Wherever the word "query" appears in the entries, copy the whole line.

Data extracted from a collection
================================

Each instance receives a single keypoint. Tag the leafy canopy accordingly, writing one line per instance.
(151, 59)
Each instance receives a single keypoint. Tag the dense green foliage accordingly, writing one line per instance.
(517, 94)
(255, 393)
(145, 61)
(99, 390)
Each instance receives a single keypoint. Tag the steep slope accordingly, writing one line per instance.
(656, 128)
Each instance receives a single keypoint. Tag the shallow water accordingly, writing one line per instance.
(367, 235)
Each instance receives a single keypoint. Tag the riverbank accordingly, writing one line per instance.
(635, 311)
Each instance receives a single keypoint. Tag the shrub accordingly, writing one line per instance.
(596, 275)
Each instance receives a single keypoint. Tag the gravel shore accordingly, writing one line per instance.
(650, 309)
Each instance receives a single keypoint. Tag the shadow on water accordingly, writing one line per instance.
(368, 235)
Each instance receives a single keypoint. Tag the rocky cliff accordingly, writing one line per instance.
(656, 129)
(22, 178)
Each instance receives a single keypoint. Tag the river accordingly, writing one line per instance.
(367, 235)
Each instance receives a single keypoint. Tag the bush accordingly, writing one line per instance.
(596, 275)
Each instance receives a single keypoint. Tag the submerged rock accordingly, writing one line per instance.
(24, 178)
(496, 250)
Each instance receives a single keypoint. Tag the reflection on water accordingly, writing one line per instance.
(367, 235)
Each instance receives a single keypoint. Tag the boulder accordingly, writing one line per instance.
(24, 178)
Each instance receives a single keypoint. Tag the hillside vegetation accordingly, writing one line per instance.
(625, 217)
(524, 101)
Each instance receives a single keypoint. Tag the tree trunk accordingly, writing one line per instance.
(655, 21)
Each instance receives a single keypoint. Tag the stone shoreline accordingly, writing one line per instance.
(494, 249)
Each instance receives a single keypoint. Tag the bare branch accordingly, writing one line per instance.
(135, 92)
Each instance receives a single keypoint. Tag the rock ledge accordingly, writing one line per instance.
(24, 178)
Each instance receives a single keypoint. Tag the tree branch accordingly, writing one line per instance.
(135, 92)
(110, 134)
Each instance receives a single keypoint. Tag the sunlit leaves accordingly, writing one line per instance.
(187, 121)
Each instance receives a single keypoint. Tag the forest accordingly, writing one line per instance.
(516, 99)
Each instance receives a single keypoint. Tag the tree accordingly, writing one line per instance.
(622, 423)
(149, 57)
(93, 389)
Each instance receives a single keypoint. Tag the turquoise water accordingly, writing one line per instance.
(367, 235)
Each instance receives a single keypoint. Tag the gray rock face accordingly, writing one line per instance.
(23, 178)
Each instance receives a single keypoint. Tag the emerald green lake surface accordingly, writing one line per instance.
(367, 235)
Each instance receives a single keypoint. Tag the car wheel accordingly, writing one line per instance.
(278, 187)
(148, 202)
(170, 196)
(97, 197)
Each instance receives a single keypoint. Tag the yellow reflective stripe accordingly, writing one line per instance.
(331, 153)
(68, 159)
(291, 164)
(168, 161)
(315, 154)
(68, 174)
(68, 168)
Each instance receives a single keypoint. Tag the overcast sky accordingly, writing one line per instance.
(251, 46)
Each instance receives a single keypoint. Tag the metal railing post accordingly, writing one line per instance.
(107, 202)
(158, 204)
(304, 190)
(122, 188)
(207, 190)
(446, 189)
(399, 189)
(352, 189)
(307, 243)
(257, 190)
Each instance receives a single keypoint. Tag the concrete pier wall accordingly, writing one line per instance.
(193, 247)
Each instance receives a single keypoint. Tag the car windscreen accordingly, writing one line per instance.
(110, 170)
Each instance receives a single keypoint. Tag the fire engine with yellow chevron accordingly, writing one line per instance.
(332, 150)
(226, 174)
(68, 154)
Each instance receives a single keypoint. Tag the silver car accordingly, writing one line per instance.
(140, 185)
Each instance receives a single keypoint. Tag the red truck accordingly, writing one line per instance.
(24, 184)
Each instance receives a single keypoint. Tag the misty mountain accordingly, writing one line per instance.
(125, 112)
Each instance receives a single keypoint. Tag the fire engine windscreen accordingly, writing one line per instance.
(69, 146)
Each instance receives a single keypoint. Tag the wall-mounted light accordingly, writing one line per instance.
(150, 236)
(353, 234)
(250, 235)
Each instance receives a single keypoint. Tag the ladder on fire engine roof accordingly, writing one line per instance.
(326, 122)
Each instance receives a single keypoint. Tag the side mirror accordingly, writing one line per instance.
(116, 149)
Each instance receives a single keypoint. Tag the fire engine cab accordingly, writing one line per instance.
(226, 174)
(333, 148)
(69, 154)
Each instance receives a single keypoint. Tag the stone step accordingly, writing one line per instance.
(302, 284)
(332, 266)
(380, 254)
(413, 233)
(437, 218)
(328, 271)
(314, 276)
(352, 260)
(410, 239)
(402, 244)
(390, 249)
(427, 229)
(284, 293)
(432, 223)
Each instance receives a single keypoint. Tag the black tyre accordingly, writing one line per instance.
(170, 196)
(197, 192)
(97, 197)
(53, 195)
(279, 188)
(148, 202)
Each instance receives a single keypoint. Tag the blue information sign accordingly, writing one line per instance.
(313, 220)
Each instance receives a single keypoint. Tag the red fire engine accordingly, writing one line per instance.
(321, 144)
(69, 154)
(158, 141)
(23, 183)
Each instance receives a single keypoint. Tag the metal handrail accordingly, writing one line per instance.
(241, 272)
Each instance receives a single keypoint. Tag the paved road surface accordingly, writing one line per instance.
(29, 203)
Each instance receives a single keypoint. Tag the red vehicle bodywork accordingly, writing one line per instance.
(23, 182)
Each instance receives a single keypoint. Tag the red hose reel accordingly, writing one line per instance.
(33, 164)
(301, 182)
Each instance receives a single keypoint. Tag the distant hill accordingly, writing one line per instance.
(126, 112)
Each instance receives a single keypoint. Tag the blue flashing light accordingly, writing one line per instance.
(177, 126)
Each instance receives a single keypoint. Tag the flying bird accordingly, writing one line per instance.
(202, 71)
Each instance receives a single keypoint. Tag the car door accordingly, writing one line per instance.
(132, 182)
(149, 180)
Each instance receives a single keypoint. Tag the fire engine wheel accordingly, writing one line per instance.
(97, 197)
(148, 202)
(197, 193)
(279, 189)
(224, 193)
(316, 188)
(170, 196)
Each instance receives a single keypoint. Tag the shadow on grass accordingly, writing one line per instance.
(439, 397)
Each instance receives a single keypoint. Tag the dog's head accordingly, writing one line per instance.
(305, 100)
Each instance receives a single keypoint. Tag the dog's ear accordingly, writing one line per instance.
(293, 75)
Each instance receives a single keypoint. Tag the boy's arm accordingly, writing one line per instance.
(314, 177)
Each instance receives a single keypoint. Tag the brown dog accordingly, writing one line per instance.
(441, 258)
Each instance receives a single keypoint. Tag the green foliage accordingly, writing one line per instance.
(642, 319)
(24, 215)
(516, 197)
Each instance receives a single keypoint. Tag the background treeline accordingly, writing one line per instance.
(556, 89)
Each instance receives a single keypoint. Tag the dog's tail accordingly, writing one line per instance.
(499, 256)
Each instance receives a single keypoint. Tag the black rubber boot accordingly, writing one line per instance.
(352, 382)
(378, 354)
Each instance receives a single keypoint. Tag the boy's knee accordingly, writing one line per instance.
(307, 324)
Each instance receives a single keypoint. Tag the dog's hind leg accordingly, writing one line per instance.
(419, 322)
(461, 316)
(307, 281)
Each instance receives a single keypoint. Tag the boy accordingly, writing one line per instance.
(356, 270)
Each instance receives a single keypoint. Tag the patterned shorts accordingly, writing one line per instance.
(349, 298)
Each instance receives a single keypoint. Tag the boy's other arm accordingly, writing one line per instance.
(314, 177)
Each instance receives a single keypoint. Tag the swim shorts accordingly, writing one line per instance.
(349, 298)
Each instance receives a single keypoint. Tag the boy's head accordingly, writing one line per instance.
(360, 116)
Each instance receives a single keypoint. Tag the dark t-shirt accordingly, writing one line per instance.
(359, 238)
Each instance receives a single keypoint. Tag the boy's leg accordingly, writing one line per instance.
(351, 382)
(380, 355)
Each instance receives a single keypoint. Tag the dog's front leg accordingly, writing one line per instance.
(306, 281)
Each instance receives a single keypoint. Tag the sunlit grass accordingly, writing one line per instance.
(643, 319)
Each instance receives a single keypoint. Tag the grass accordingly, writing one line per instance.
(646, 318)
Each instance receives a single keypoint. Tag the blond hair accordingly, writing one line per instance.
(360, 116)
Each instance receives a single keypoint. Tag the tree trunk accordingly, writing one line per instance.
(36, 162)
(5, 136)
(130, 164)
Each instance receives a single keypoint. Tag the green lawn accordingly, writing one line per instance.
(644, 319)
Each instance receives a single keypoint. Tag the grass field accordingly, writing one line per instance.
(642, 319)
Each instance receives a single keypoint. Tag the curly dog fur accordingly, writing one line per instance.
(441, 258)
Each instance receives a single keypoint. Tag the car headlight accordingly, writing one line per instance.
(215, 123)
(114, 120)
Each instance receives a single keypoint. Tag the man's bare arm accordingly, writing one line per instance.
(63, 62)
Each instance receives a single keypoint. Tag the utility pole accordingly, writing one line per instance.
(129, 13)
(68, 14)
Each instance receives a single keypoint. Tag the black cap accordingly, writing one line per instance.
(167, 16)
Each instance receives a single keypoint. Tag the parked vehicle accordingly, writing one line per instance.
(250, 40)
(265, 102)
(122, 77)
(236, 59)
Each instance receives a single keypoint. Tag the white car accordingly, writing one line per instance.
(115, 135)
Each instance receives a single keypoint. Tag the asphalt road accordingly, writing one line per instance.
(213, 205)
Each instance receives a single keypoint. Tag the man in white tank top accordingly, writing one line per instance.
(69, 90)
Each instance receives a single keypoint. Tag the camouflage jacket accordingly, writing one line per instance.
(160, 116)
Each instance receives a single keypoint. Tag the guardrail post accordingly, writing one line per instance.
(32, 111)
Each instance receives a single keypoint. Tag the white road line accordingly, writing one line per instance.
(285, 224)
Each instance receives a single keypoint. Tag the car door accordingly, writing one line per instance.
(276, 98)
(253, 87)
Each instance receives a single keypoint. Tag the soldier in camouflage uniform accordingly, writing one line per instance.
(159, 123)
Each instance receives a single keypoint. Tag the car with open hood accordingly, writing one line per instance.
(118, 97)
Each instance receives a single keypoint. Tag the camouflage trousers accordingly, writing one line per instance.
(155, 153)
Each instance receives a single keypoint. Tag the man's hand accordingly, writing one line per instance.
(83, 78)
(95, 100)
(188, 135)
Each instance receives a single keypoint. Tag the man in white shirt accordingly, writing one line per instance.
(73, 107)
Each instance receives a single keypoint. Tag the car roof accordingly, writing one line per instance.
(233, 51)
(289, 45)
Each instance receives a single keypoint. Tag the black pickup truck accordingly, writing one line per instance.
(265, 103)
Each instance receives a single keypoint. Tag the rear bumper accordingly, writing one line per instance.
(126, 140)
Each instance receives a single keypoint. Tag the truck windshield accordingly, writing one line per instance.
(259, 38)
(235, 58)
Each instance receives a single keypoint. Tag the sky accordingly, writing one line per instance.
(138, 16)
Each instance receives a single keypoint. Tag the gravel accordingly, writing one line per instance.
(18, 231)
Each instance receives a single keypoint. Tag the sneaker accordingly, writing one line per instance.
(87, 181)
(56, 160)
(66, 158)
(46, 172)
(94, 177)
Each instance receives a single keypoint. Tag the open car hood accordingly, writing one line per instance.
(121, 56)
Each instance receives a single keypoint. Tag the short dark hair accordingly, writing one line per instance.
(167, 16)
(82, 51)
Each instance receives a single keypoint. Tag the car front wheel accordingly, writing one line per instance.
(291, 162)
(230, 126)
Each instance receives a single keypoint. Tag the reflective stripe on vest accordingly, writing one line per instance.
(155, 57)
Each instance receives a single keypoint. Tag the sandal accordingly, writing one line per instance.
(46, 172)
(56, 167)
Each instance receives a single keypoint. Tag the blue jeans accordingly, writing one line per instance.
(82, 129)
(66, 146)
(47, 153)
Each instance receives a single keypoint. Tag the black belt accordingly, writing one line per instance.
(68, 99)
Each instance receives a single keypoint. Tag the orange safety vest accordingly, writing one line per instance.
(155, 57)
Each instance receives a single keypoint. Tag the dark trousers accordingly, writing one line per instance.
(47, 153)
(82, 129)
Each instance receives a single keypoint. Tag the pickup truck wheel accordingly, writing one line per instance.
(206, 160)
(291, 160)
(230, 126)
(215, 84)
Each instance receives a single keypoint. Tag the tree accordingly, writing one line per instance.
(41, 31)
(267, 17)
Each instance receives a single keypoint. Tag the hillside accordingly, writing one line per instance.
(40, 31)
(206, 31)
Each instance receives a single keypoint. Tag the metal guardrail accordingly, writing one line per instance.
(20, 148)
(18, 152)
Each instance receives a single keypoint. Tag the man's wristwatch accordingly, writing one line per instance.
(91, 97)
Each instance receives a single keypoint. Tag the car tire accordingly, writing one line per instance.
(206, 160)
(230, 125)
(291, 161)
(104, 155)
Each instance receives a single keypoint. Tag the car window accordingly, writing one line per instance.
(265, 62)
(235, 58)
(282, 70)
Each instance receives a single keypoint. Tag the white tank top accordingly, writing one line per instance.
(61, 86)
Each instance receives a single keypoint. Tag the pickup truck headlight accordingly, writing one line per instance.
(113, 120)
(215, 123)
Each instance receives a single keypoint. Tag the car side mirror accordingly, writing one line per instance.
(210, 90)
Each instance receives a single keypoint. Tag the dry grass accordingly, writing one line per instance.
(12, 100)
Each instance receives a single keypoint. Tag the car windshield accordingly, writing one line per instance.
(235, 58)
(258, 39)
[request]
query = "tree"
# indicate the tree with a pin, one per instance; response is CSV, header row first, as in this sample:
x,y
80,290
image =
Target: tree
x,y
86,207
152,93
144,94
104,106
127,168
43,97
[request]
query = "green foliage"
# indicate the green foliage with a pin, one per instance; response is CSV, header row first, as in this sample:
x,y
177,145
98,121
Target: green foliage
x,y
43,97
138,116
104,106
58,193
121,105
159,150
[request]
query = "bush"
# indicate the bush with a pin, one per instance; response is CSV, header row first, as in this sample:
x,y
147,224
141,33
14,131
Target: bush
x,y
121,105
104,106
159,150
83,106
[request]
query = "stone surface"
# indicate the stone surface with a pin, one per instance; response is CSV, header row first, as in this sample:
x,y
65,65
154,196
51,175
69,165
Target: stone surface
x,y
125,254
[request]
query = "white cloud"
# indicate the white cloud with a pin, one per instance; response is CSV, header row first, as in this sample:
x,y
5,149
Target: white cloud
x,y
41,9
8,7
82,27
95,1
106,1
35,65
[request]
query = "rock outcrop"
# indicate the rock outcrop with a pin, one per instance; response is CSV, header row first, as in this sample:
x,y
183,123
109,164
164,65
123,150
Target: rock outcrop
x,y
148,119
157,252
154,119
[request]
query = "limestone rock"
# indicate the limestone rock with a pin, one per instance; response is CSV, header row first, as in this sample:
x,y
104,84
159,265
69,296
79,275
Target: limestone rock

================================

## PROBLEM SOLUTION
query = "tree"
query = "green foliage"
query = "bush"
query = "stone surface"
query = "white cloud"
query = "rock outcrop"
query = "limestone rock"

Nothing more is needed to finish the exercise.